◆ DATASET EXCERPTS ◆
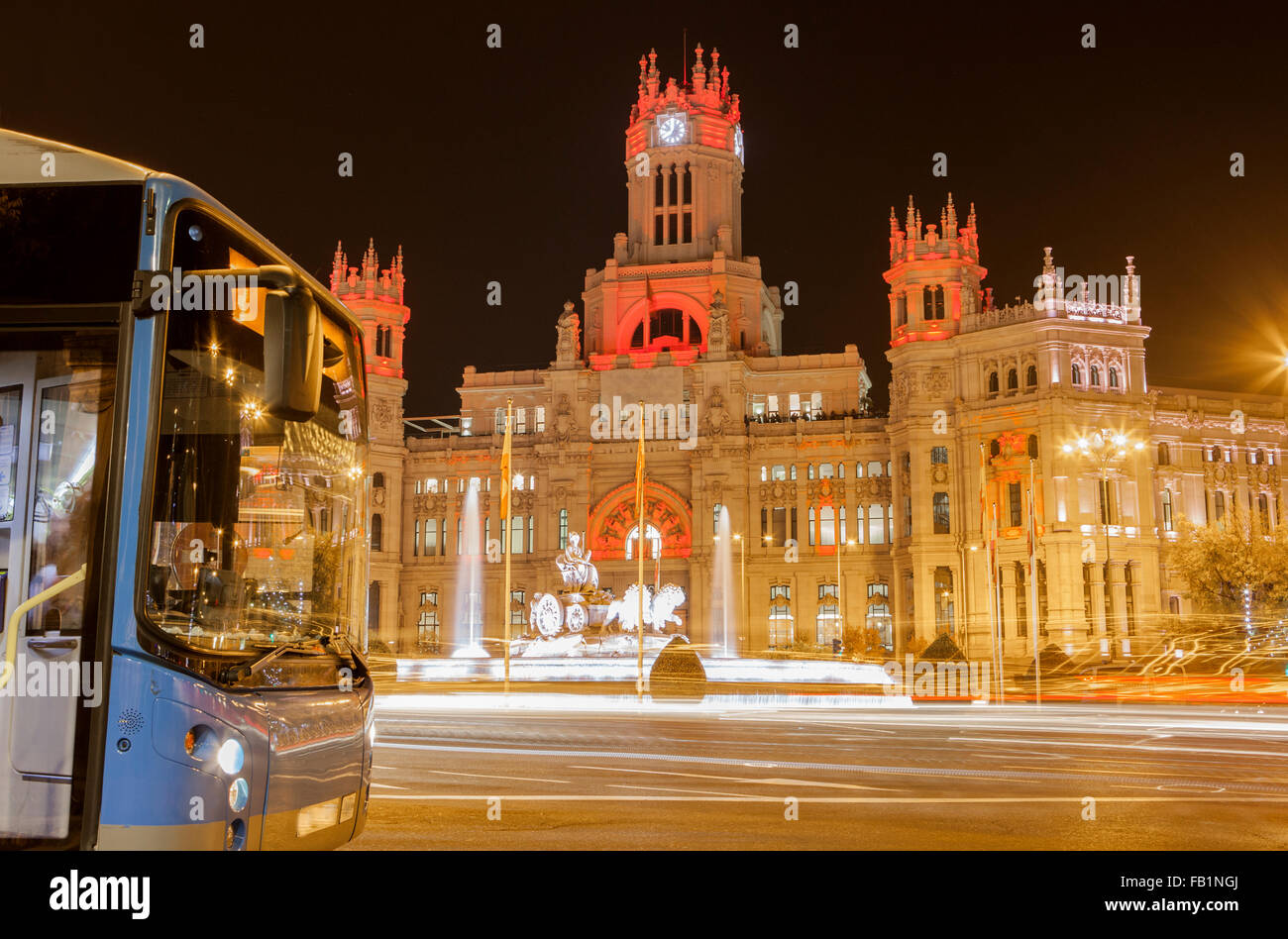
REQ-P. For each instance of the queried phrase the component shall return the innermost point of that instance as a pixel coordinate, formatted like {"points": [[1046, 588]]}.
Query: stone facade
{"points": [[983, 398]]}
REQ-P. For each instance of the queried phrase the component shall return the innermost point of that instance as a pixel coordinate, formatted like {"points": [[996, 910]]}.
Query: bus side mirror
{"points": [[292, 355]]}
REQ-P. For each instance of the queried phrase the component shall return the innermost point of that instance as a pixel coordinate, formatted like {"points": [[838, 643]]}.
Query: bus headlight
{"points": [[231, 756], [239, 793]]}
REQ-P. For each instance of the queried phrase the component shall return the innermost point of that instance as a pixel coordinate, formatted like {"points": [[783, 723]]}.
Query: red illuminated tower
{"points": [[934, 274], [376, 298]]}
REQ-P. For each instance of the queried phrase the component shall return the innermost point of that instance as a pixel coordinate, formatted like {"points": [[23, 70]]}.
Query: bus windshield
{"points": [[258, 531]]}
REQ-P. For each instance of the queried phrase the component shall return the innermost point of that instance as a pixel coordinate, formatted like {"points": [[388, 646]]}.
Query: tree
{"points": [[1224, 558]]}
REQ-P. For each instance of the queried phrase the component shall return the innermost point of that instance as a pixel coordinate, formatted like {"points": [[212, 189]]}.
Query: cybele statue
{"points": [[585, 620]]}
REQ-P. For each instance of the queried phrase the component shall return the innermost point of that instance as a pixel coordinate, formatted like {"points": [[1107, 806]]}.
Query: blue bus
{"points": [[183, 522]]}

◆ OBJECTIVE ◆
The data should be printed again unchanged; leave its pictures out.

◆ REPLY TO THE TASK ◆
REQ-P. For each instance of the queried phrase the component shall return the innermost point of that instance as a pixel coordinate, formatted like {"points": [[1046, 588]]}.
Query: stone facade
{"points": [[983, 398]]}
REQ-P. For each instance of the queried phrase the component shall return the innermost point of that instance as a pixel coordinate, formatted like {"points": [[996, 910]]}.
Query: bus side mirror
{"points": [[292, 355]]}
REQ-P. For each instance of the queried phrase the component shall return the innermost point of that instance as a pixel coordinate, formatted like {"points": [[838, 643]]}.
Query: bus headlight
{"points": [[231, 756], [239, 793]]}
REQ-P. For each instance of the queried phrase the component shall return the innermost point of that instance as a pixel coordinate, formatted like {"points": [[783, 723]]}.
Query: red illuminated tower
{"points": [[934, 274], [376, 298]]}
REQ-P. For each instance of the queried phrase the component shall return the innermost point of that instance as a pixel coordinate, formatted like {"points": [[23, 70]]}.
Query: bus windshield
{"points": [[258, 531]]}
REQ-P. For each instance of the queried phrase the component shall return the innermost point of that instance as a pixel coordinate, formatted like {"points": [[388, 646]]}.
Query: tree
{"points": [[1224, 558]]}
REQ-P. For each instance of the queried phrase the component shall return the innermost point of that instance as a pixel coordinate, formatted like {"points": [[212, 189]]}.
Query: cybele statue
{"points": [[585, 620]]}
REQ-P. For each instance of the queried phrase the component shall return the innermost point of that instance as a pixel coordinate, formatted like {"points": [[1107, 806]]}.
Query: blue bus
{"points": [[183, 522]]}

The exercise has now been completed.